# Source document

++++++++

Advanced Text Extraction from PowerPoint Presentations in Python

Overview

Extracting text from presentations is a common yet essential task for developers working with slide content. Whether you’re dealing with Microsoft PowerPoint files in PPT or PPTX format, or OpenDocument presentations (ODP), accessing and retrieving textual data can be critical for analysis, automation, indexing, or content migration purposes.

This article provides a comprehensive guide on how to efficiently extract text from various presentation formats, including PPT, PPTX, and ODP, using Aspose.Slides for Python. You’ll learn how to systematically iterate through presentation elements to accurately retrieve the text content you need.

Extract Text from a Slide

Aspose.Slides for Python provides the aspose.slides.util namespace, which includes the SlideUtil class. This class exposes several overloaded static methods for extracting all text from a presentation or slide. To extract text from a slide in a presentation, use the get_all_text_boxes method. This method accepts an object of type Slide as a parameter. When executed, the method scans the entire slide for text and returns an array of objects of type TextFrame, preserving any text formatting.

The following code snippet extracts all the text from the first slide of the presentation:

import aspose.slides as slides

# Instantiate the Presentation class that represents a PPTX file.
with slides.Presentation("sample.pptx") as presentation:
    slide = presentation.slides[0]
    # Get an array of TextFrame objects from all slides in the PPTX file.
    text_frames = slides.util.SlideUtil.get_all_text_boxes(slide)
    # Loop through the array of the text frames.
    for text_frame in text_frames:
        # Loop through paragraphs in the current text frame.
        for paragraph in text_frame.paragraphs:
            # Loop through text portions in the current paragraph.
            for portion in paragraph.portions:
                # Display the text in the current portion.
                print(portion.text)
                # Display the font height of the text.
                print(portion.portion_format.font_height)
                # Display the font name of the text.
                if portion.portion_format.latin_font is not None:
                    print(portion.portion_format.latin_font.font_name)

Extract Text from a Presentation

To scan text from the entire presentation, use the get_all_text_frames static method exposed by the SlideUtil class. It accepts two parameters:

  1. A Presentation object representing a PowerPoint or OpenDocument presentation from which text will be extracted.
  2. A Boolean value indicating whether the master slides should be included when scanning text from the presentation.

The method returns an array of objects of type TextFrame, including text formatting information. The code below scans the text and formatting details from a presentation, including the master slides.

import aspose.slides as slides

# Instantiate the Presentation class that represents a PPTX file.
with slides.Presentation("pres.pptx") as presentation:
    # Get an array of TextFrame objects from all slides in the PPTX file.
    text_frames = slides.util.SlideUtil.get_all_text_frames(presentation, True)

++++++++

# Rows
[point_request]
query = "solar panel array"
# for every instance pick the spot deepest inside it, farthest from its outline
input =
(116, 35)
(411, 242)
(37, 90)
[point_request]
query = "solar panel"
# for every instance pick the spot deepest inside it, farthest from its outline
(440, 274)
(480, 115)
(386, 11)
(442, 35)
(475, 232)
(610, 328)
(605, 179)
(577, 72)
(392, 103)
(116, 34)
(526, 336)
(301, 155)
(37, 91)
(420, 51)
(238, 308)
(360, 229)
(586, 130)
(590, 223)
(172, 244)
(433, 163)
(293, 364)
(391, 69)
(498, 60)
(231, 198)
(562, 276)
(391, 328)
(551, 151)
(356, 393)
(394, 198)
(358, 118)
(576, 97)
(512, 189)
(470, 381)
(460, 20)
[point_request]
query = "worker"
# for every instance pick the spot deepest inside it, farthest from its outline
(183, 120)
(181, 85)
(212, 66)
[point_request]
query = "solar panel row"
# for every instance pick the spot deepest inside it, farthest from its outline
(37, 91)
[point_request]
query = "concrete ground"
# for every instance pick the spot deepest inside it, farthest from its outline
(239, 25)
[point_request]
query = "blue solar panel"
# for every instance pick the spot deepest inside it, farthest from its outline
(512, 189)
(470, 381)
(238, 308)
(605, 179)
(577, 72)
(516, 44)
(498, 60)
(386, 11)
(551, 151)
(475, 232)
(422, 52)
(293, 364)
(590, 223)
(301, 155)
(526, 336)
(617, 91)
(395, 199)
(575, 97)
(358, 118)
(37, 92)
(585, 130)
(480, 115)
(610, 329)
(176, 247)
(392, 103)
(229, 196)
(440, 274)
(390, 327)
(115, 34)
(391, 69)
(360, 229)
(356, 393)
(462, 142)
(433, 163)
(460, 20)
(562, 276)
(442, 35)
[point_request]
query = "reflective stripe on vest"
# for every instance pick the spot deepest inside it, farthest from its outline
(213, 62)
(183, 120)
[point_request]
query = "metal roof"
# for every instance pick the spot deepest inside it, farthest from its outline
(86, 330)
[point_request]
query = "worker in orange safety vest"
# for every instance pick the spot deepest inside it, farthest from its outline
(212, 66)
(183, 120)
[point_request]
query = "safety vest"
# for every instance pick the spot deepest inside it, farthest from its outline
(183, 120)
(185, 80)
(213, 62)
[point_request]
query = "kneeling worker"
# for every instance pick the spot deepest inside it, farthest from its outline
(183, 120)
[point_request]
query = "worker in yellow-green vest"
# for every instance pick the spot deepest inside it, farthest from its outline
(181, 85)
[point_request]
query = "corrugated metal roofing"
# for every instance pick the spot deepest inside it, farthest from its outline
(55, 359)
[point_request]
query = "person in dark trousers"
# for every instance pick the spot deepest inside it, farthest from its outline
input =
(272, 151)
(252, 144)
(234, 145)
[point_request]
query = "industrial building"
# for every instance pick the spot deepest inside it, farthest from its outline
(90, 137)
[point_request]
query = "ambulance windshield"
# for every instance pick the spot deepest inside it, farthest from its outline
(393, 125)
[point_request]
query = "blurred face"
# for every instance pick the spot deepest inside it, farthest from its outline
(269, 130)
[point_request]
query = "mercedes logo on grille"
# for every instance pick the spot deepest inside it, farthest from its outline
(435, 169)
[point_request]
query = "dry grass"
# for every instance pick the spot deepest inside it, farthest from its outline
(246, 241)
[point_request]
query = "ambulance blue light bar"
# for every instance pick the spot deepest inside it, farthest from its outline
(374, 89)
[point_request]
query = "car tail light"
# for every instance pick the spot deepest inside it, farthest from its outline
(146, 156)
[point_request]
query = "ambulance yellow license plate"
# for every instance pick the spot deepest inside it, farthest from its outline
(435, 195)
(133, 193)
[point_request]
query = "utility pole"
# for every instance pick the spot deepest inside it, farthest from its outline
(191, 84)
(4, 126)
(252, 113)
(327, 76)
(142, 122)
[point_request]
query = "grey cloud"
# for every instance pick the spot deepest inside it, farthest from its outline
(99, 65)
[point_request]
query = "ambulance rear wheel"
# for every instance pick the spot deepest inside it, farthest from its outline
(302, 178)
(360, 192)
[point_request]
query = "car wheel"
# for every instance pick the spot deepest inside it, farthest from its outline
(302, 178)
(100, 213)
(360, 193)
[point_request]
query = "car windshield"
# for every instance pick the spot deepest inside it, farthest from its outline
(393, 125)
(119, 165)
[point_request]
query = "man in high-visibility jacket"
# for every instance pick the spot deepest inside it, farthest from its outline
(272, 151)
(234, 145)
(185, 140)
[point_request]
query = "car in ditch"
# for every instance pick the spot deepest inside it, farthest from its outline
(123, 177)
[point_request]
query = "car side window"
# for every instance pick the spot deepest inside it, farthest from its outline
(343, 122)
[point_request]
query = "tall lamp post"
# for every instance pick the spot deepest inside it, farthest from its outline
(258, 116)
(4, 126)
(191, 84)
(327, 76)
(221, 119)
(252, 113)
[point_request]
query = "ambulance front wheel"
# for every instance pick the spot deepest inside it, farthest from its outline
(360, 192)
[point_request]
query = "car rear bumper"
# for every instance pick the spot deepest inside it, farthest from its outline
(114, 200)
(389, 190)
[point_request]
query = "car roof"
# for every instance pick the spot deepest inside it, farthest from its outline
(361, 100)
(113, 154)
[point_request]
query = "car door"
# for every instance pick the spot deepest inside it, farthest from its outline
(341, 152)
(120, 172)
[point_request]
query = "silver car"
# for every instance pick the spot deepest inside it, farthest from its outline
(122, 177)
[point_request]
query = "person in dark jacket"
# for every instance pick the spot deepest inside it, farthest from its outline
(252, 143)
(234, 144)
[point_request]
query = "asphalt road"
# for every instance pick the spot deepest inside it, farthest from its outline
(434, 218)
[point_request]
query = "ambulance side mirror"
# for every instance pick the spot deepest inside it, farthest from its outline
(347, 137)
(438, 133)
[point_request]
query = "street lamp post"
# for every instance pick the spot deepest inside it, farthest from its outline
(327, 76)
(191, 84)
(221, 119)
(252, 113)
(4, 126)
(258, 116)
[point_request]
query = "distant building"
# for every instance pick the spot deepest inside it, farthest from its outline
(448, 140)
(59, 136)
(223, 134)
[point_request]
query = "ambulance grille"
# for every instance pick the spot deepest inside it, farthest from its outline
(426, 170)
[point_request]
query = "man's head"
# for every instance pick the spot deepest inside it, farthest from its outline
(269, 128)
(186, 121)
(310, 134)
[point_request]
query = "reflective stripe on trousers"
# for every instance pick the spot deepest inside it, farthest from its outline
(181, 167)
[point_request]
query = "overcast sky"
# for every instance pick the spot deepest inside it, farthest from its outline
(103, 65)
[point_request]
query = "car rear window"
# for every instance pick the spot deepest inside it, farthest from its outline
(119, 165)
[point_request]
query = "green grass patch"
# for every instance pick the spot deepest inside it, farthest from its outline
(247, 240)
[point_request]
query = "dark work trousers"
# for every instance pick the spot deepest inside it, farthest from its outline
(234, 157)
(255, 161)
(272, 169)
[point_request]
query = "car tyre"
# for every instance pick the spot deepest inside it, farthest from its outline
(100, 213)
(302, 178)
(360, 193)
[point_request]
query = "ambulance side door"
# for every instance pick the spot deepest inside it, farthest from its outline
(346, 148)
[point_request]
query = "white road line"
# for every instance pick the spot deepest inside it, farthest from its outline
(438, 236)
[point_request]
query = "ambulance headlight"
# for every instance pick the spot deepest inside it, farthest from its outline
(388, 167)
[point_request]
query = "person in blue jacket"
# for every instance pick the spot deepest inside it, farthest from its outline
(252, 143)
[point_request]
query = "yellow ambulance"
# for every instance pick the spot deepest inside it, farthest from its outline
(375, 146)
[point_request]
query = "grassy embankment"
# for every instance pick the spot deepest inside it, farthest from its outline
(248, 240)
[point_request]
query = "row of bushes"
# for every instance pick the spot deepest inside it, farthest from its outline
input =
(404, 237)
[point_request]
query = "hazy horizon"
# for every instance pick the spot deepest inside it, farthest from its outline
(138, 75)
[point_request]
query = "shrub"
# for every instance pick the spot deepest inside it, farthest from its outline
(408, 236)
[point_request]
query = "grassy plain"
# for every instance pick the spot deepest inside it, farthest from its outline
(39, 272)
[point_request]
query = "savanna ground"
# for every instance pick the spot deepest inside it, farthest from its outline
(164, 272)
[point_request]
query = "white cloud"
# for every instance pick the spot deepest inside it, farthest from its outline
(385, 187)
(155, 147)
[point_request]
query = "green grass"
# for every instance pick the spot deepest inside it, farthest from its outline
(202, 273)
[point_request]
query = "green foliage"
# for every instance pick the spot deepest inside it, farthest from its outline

++++++++

# Task directions
Carry on the guide to extracting text from presentations with Aspose.Slides for Python, starting right after the line that calls get_all_text_frames.

# Reply to the task
    # Loop through the array of text frames.
    for text_frame in text_frames:
        # Loop through paragraphs in the current text frame.
        for paragraph in text_frame.paragraphs:
            # Loop through text portions in the current paragraph.
            for portion in paragraph.portions:
                # Display text in the current portion.
                print(portion.text)
                # Display the font height of the text.
                print(portion.portion_format.font_height)
                # Display the font name of the text.
                if portion.portion_format.latin_font is not None:
                    print(portion.portion_format.latin_font.font_name)

Categorized and Fast Text Extraction

The PresentationFactory class also provides static methods for extracting all text from presentations:

PresentationFactory.get_presentation_text(stream, mode)
PresentationFactory.get_presentation_text(file, mode)
PresentationFactory.get_presentation_text(stream, mode, options)

The TextExtractionArrangingMode enum argument indicates the mode for organizing the text extraction result and can be set to the following values:

  • UNARRANGED - The raw text without regard to its position on the slide.
  • ARRANGED - The text is arranged in the same order as on the slide.

The UNARRANGED mode can be used when speed is critical; it’s faster than the ARRANGED mode.

PresentationText represents the raw text extracted from the presentation. It contains the slides_text property, which returns an array of objects of type ISlideText. Each object represents the text on the corresponding slide. The object of type ISlideText has the following properties:

  • text - The text within the slide’s shapes.
  • master_text - The text within the master slide’s shapes associated with this slide.
  • layout_text - The text within the layout slide’s shapes associated with this slide.
  • notes_text - The text within the notes slide’s shapes associated with this slide.
  • comments_text - The text within comments associated with this slide.
import aspose.slides as slides

arranging_mode = slides.TextExtractionArrangingMode.UNARRANGED
presentation_text = slides.PresentationFactory().get_presentation_text("sample.pptx", arranging_mode)
slide_text = presentation_text.slides_text[0]
print(slide_text.text)
print(slide_text.layout_text)
print(slide_text.master_text)
print(slide_text.notes_text)